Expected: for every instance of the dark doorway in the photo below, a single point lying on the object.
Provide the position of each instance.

=-=-=-=-=

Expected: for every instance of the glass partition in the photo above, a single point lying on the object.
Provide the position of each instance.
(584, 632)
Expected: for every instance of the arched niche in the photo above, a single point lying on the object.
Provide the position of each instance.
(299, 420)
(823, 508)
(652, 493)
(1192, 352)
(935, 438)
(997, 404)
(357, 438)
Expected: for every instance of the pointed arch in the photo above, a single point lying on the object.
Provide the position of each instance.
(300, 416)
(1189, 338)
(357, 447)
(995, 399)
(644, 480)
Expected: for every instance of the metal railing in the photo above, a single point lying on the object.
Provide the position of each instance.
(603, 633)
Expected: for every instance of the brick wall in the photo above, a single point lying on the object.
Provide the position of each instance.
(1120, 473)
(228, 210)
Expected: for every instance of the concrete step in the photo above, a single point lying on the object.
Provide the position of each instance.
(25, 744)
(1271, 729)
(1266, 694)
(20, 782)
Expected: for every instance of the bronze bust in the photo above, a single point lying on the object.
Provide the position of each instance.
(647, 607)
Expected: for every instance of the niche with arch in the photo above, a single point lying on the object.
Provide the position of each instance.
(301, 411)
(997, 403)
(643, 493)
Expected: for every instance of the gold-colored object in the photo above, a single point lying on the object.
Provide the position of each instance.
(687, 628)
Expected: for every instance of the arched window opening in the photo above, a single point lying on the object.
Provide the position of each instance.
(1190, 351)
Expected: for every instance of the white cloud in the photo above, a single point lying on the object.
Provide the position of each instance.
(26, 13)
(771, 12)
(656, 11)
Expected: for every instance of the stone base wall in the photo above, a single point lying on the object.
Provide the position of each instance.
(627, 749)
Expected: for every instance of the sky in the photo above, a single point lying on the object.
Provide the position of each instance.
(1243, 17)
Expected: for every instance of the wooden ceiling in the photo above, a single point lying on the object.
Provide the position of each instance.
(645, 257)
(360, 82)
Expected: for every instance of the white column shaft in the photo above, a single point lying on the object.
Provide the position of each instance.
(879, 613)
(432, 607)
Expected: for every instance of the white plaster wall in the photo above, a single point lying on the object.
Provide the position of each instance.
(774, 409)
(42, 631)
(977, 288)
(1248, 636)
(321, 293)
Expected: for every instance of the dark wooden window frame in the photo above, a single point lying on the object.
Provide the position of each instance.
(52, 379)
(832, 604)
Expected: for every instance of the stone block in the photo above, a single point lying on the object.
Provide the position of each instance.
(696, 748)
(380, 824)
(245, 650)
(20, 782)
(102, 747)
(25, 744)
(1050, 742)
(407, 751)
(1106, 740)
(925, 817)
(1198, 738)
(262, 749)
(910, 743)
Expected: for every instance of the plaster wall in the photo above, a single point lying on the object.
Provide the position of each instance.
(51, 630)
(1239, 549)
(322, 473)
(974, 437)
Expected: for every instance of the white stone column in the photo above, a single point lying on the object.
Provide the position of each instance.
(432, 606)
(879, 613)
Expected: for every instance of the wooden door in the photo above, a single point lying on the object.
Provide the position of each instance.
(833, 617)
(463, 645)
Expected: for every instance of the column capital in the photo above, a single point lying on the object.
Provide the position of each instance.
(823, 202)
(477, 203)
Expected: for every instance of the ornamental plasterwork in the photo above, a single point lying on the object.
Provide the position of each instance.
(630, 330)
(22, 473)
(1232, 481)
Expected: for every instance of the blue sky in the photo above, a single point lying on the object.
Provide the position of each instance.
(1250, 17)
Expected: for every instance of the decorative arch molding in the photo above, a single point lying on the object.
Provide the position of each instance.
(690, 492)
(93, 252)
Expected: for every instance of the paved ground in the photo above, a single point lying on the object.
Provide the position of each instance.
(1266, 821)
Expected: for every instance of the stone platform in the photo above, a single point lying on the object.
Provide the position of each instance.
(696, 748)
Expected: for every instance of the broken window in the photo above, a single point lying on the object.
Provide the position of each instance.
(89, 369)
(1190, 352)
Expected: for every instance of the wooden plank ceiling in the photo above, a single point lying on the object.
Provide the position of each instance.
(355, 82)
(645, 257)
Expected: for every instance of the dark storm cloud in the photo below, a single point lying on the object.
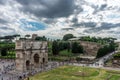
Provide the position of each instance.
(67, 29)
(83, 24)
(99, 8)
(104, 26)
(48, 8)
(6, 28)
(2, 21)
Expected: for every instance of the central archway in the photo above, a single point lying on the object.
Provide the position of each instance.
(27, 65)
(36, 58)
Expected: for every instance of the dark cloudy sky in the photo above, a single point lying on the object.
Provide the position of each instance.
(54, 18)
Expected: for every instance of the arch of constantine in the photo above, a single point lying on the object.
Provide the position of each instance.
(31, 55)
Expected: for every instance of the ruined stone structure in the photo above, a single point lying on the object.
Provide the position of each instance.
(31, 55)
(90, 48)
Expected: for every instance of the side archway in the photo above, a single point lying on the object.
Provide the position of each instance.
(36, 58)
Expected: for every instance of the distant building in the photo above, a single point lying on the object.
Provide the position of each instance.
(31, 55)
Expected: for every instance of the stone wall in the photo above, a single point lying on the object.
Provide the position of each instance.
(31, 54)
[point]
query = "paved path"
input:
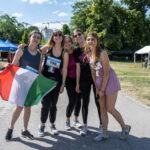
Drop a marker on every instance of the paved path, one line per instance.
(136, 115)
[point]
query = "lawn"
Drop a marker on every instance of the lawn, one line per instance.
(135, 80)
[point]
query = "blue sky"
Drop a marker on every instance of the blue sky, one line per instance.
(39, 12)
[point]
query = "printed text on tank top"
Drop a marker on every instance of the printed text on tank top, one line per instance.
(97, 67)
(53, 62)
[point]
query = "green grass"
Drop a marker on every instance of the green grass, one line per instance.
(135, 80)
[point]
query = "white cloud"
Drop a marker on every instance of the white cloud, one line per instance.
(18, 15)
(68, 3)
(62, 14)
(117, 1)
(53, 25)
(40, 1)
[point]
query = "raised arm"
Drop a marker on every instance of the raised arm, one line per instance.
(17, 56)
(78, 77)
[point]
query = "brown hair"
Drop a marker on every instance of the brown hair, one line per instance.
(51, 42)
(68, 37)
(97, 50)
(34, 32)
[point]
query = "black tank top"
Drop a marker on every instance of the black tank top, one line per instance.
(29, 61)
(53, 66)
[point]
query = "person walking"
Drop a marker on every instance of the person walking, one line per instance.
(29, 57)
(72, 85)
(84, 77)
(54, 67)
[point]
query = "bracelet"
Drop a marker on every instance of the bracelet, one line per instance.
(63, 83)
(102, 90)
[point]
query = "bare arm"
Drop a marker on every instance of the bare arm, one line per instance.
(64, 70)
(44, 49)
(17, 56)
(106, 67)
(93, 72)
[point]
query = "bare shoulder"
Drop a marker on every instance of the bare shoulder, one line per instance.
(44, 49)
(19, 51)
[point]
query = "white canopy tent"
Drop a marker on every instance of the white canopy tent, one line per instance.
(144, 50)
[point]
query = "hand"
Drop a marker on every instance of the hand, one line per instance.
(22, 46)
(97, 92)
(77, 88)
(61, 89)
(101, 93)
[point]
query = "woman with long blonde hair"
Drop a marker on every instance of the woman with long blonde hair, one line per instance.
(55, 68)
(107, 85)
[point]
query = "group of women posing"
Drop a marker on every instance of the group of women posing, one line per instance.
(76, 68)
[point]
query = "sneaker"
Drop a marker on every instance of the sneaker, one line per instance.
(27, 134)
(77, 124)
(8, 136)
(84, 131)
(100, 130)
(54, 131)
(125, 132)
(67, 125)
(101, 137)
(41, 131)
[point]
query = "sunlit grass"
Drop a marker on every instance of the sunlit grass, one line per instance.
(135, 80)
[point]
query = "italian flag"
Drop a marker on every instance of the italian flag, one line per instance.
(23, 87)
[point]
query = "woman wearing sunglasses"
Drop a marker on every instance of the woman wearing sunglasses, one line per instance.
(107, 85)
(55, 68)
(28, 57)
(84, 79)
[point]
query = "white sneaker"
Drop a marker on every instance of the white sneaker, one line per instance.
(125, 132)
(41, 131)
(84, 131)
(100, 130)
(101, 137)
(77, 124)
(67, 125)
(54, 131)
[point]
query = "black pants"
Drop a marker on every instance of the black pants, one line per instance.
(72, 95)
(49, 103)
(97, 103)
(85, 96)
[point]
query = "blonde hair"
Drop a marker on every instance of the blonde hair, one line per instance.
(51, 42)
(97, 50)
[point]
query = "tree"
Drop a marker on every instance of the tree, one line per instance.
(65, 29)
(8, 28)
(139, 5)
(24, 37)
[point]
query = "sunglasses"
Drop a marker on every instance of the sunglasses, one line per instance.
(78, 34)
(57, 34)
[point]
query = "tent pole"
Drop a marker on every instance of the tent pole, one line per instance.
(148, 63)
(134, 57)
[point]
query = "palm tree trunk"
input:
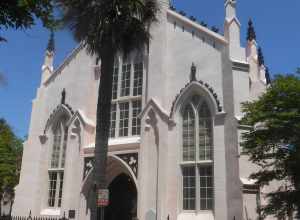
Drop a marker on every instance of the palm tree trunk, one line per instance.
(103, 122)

=-=-=-=-=

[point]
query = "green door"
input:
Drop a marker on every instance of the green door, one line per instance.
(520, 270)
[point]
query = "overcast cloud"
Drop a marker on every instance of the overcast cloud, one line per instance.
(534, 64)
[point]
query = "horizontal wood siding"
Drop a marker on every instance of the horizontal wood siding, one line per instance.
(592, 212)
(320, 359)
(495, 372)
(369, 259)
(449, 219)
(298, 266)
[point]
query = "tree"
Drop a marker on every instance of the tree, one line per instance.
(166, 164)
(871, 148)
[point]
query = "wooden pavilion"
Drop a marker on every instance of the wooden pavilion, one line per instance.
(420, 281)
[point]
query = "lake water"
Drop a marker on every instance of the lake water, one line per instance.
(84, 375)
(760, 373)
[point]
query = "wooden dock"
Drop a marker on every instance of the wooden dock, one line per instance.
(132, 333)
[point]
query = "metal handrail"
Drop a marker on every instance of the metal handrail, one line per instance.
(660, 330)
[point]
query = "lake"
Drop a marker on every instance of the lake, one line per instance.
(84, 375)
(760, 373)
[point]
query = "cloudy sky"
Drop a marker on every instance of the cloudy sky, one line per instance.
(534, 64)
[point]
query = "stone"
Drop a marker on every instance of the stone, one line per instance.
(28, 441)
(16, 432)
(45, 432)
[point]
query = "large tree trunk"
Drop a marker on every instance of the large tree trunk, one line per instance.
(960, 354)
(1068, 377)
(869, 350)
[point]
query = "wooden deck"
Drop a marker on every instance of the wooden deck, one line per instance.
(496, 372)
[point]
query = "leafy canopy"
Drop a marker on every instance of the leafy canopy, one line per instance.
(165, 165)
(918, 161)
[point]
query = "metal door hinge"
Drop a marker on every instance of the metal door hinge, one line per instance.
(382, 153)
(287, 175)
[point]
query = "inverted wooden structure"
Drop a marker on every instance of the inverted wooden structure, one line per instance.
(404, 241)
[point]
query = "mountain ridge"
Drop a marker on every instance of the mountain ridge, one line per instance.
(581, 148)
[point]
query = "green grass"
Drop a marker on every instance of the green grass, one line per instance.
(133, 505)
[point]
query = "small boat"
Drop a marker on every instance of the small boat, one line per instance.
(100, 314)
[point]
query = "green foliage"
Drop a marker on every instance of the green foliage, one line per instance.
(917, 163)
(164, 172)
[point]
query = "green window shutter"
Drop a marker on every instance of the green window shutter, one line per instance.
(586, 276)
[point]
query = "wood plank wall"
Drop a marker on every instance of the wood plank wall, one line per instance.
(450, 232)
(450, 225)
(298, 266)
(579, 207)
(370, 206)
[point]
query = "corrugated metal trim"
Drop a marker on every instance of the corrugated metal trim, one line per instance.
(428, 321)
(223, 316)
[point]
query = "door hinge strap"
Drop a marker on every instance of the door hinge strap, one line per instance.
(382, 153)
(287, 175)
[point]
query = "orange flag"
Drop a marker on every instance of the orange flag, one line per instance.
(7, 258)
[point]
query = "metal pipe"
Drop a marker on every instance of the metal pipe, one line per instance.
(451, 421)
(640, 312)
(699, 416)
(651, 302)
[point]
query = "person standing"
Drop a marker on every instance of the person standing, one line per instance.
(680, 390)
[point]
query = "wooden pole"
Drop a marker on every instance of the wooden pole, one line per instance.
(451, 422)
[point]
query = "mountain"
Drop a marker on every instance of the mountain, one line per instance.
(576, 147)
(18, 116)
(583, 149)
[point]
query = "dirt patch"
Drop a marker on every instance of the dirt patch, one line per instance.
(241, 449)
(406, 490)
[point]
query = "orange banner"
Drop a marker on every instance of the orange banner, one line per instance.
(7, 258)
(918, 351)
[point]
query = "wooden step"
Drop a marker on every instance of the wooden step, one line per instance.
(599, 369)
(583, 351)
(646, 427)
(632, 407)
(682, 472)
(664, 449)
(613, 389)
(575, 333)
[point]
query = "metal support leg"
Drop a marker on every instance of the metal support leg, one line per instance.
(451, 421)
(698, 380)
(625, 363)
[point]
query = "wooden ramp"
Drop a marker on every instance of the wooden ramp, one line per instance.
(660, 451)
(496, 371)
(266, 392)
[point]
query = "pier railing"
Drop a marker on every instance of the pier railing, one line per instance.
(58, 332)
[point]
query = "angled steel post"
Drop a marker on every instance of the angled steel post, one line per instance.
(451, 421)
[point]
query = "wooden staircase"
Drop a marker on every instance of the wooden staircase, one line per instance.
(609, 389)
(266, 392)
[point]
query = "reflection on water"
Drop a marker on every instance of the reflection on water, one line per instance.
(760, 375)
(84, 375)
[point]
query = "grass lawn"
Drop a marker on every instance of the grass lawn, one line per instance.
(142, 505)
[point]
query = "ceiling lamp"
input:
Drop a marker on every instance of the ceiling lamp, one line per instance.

=-=-=-=-=

▸ **Required task**: Give only the number of lines above that contain the word "pavilion".

▸ **Result below**: 2